---------- DATA SHOWN

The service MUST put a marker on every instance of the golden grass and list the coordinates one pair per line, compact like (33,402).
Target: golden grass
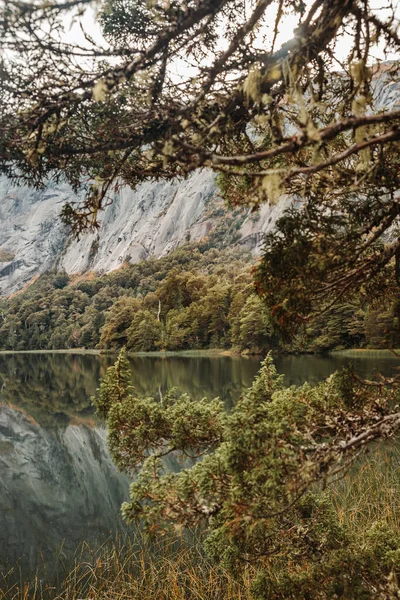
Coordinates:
(136,570)
(370,492)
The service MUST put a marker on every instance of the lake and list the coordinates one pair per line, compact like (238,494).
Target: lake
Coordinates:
(58,484)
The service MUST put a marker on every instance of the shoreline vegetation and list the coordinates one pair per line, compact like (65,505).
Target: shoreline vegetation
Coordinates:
(232,352)
(175,567)
(194,299)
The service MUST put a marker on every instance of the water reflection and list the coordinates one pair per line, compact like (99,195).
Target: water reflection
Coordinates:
(59,486)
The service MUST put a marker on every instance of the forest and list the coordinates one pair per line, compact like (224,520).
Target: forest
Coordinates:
(197,297)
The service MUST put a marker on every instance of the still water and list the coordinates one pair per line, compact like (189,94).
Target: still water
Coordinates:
(58,484)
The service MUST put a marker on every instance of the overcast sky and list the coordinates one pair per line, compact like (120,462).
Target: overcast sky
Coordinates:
(74,34)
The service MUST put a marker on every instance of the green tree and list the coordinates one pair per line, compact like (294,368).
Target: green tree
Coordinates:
(256,489)
(144,333)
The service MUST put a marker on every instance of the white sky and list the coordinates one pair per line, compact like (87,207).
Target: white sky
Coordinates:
(74,34)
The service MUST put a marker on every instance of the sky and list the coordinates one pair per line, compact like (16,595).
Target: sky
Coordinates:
(74,34)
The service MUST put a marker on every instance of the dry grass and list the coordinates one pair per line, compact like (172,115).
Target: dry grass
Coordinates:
(370,492)
(136,570)
(169,569)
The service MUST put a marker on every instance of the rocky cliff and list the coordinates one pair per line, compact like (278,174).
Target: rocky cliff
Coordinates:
(149,221)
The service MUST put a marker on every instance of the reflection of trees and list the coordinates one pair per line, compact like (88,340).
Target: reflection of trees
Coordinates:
(315,368)
(55,387)
(51,387)
(222,376)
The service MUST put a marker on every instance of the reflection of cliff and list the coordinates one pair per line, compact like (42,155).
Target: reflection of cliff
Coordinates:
(51,387)
(223,376)
(59,487)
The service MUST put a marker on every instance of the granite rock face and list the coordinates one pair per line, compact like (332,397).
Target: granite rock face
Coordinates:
(149,221)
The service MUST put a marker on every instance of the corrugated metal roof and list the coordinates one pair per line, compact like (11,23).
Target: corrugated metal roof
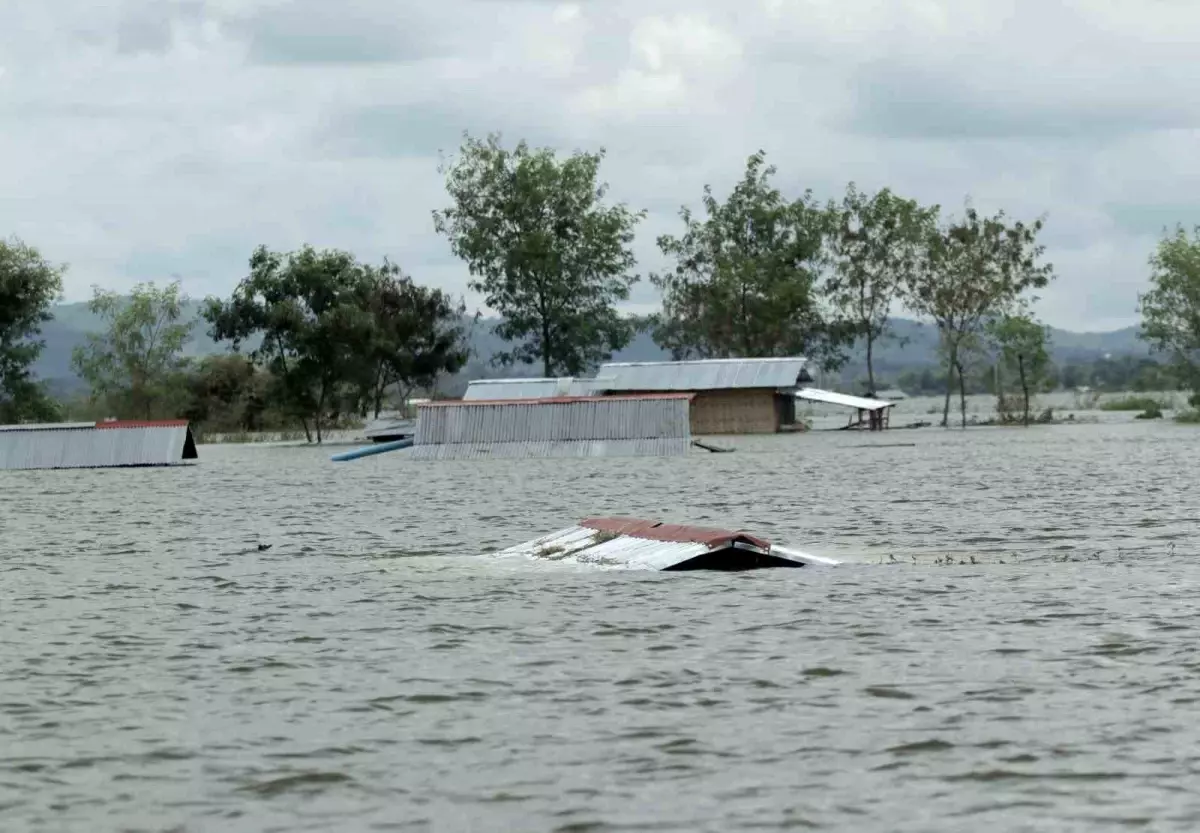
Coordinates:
(831,397)
(96,444)
(552,449)
(585,546)
(629,543)
(522,389)
(561,427)
(705,375)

--------------------

WHAT YOU SHOULD DO:
What is needed is the whole listing again, set down exactly, without its pictures.

OUTPUT OF THE EXERCISE:
The service MUST put a marker on every instance of the golden grass and list the coordinates one pair per line, compact like (33,402).
Target: golden grass
Coordinates:
(136,570)
(370,492)
The service MUST put a marker on every instance of the lake and list the coordinates one pair per line, compact like (238,494).
Target: lake
Coordinates:
(58,484)
The service MUST put a marker on every instance of the shoreline vegetation and list the coordinates one pair per line, compact like (65,505).
Target: shoreline vegetation
Coordinates:
(232,352)
(175,567)
(194,299)
The service MUST put a marker on every instance of the water reflection and list the coordinates one pair per line, compact like (99,195).
Target: water reflection
Coordinates:
(59,486)
The service MUST put a marker on every instance of the forest and list the coordinates one pair per line, compact like (224,520).
Target: forest
Coordinates:
(197,297)
The service MUST put a marker on every instance of the still water and list the coordinates one pair per line, compact like (189,94).
Target: still water
Coordinates:
(58,484)
The service MUST put a marker on every instance of the overcast sky and list the coordinates one pair per line, compact like (120,462).
Target: overcast sky
Coordinates:
(74,34)
The service MUST put a marker on every instance of the green tree and list the coordinates one pair per line, compact like (294,368).
Target: green tree
Coordinates:
(256,489)
(144,333)
The service MUST put a marker on every instance of the white sky and list the coordinates one pair per line, compact like (87,207).
Target: white sky
Coordinates:
(74,34)
The service MUST put a marker on every instance of the sky and list the coordinates one pair per line, compact like (16,595).
Target: sky
Coordinates:
(74,34)
The service MUST put a marker on every instance of the dry grass and list the coordinates one pair per line, compact like (172,115).
Target: dry grass
Coordinates:
(370,492)
(136,570)
(169,569)
The service MUST put a marker on every instance of the rocky cliff and list the coordinates one pair per line, compact like (278,174).
Target: rocky cliff
Coordinates:
(149,221)
The service MUST put a marker on every instance of the reflection of trees and list the coordinates one pair per line, compact like (88,340).
Target: reflection of trees
Coordinates:
(315,368)
(55,387)
(51,387)
(222,376)
The service MUST put a marker on every instance of the reflection of cliff and list the coordinates one pair per line, compact like (42,155).
Target: reflection of cliff
Coordinates:
(51,387)
(223,376)
(59,487)
The service MUST put a marker on every instance of the granite rock face and list the coordinates one pair per line, compact like (332,397).
Target: granite rock face
Coordinates:
(149,221)
The service MUST put a marker on every instance of the corrugated metal roof and list the coordinates one pair per line, compact like (11,23).
Target: corrugated metal roof
Coordinates:
(831,397)
(96,444)
(552,449)
(585,546)
(629,543)
(522,389)
(561,427)
(705,375)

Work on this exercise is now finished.